Gib die folgende Auflistung vollständig und Zeile für Zeile unverändert wieder.

Datensätze

_ _ _ _ _

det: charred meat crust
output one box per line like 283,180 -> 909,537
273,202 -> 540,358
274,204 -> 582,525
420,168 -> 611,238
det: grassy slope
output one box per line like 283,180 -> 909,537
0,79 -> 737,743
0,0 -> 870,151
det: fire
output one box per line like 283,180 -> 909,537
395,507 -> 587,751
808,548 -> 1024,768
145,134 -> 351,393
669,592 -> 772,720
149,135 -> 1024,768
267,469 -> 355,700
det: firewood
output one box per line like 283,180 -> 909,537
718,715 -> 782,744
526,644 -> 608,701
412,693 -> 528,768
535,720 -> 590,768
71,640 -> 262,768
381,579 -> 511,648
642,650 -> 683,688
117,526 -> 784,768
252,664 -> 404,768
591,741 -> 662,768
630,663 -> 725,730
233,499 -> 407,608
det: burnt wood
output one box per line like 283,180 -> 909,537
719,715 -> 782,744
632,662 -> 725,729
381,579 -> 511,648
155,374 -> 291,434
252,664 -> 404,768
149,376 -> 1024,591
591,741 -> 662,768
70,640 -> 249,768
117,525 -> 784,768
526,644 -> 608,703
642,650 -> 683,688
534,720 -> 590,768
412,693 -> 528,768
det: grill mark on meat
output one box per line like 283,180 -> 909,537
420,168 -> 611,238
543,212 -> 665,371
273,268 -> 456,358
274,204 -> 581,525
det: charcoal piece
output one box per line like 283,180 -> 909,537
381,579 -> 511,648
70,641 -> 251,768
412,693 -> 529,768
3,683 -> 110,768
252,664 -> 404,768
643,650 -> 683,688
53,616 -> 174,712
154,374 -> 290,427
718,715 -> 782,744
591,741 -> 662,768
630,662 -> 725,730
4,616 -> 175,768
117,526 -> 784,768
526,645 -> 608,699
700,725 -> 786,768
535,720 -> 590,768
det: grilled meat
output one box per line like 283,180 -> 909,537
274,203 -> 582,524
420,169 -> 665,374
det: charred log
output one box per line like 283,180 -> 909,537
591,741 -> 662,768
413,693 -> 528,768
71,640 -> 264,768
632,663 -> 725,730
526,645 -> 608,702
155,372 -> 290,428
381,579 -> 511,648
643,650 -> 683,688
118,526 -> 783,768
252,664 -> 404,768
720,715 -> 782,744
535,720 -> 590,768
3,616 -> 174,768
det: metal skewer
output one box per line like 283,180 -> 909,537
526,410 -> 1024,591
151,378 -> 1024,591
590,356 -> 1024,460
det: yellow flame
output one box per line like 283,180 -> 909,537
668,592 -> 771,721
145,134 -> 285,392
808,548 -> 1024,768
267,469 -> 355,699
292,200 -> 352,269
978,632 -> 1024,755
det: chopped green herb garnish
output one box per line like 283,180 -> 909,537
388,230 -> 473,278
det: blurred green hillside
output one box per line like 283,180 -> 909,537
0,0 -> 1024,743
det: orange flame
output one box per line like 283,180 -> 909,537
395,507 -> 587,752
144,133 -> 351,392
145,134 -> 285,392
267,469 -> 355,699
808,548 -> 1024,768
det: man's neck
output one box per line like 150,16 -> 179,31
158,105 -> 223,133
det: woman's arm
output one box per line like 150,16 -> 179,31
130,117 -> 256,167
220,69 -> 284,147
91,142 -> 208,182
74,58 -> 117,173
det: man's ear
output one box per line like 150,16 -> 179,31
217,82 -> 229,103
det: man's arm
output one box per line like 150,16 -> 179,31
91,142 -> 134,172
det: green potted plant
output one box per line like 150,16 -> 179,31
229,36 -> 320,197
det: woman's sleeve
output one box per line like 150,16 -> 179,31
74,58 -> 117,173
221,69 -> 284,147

_ _ _ _ _

Lösung der Übung
det: charred meat crust
output one box per line like 283,180 -> 909,537
273,202 -> 540,358
274,204 -> 582,525
420,168 -> 611,238
det: grassy slope
output one box per line like 283,180 -> 909,537
0,79 -> 737,743
0,0 -> 870,151
det: fire
output one box per line like 283,180 -> 909,537
395,507 -> 587,751
808,548 -> 1024,768
145,134 -> 351,393
669,592 -> 772,720
149,135 -> 1024,768
267,469 -> 355,700
det: firewood
output one box per line like 283,180 -> 909,537
718,715 -> 782,744
526,644 -> 608,701
412,693 -> 528,768
535,720 -> 590,768
71,640 -> 262,768
381,579 -> 511,648
642,650 -> 683,688
117,526 -> 784,768
252,664 -> 404,768
591,741 -> 662,768
630,663 -> 725,730
233,499 -> 407,608
det: burnt wood
output one box per line like 283,180 -> 909,537
719,715 -> 782,744
632,662 -> 725,729
381,579 -> 511,648
155,374 -> 291,434
252,664 -> 404,768
149,376 -> 1024,591
591,741 -> 662,768
70,640 -> 249,768
117,525 -> 784,768
526,644 -> 608,703
642,650 -> 683,688
534,720 -> 590,768
412,693 -> 528,768
det: grill mark on meat
output one box per line like 283,180 -> 909,537
420,168 -> 611,238
543,212 -> 665,371
273,268 -> 456,358
274,204 -> 581,525
det: charcoal piece
output one box per line like 283,180 -> 909,537
381,579 -> 511,648
70,641 -> 251,768
412,693 -> 529,768
3,683 -> 110,768
252,664 -> 404,768
643,650 -> 683,688
53,616 -> 174,712
154,374 -> 290,427
718,715 -> 782,744
591,741 -> 662,768
630,662 -> 725,730
4,616 -> 175,768
117,526 -> 784,768
526,645 -> 608,699
700,725 -> 786,768
535,720 -> 590,768
det: grilled meat
output one box per line like 283,180 -> 909,537
274,203 -> 582,524
420,169 -> 665,374
det: charred log
output one box per line like 283,180 -> 909,537
591,741 -> 662,768
413,693 -> 528,768
71,640 -> 264,768
632,663 -> 725,730
526,645 -> 608,702
155,372 -> 290,428
381,579 -> 511,648
643,650 -> 683,688
118,526 -> 783,768
252,664 -> 404,768
720,715 -> 782,744
535,720 -> 590,768
3,616 -> 174,768
det: metal skewer
output one box per line like 283,180 -> 909,537
526,410 -> 1024,591
151,378 -> 1024,591
590,356 -> 1024,460
det: yellow flame
output one box per line like 283,180 -> 909,537
668,592 -> 771,721
145,134 -> 285,392
808,548 -> 1024,768
267,469 -> 355,699
292,200 -> 352,269
978,632 -> 1024,755
det: chopped green herb garnish
output one box per line like 283,180 -> 909,537
388,230 -> 473,278
det: blurred green hillside
output one box per line like 283,180 -> 909,537
0,0 -> 1024,743
det: orange flame
output one box per line like 283,180 -> 909,537
395,507 -> 587,752
144,133 -> 351,392
145,134 -> 285,392
267,469 -> 355,699
808,548 -> 1024,768
det: man's neck
output one box per line like 150,16 -> 179,31
158,105 -> 223,133
det: woman's arm
output one box per line like 150,16 -> 179,31
130,117 -> 256,167
220,69 -> 284,147
91,142 -> 208,182
74,58 -> 117,173
det: man's ear
output one box per line like 150,16 -> 179,31
217,82 -> 229,103
det: man's arm
output one box per line like 150,16 -> 179,31
91,142 -> 134,172
det: green potted plant
output one box per line like 150,16 -> 179,31
229,36 -> 320,197
det: woman's sleeve
output one box per line like 150,16 -> 179,31
74,58 -> 117,173
221,69 -> 284,147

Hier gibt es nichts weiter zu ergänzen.